**Task prompt**
Please add 135 to every bounding-box coordinate in the material below, starting with the line with "class: kangaroo foot -> detect all" and going on through the line with "class: twig on ground -> detect all". Write out only those lines, keeping each one, including any that hold no coordinates.

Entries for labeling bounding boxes
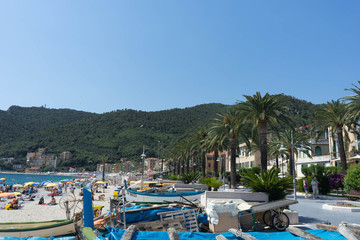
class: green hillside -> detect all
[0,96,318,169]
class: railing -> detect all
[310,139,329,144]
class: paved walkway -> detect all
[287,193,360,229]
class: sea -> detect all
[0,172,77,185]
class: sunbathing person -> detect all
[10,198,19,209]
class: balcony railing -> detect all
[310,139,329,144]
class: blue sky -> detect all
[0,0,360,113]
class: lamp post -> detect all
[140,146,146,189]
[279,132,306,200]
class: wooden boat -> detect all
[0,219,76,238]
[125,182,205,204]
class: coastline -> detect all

--

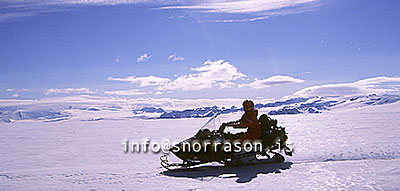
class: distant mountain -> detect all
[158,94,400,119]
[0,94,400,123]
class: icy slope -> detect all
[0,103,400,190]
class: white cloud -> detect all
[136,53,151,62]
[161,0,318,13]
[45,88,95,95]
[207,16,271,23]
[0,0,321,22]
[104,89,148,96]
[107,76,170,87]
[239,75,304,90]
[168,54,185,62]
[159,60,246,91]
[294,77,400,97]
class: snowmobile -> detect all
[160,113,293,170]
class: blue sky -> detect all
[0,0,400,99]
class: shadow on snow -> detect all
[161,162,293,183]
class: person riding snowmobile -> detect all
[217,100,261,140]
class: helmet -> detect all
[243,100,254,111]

--

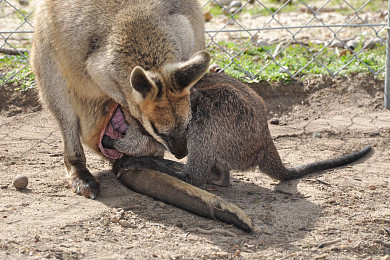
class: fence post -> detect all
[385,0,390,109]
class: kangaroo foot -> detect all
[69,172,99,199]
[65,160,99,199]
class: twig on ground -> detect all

**Output for this task**
class: kangaroo foot -> detect all
[204,307,234,334]
[200,295,234,334]
class: twig on ground -> detect all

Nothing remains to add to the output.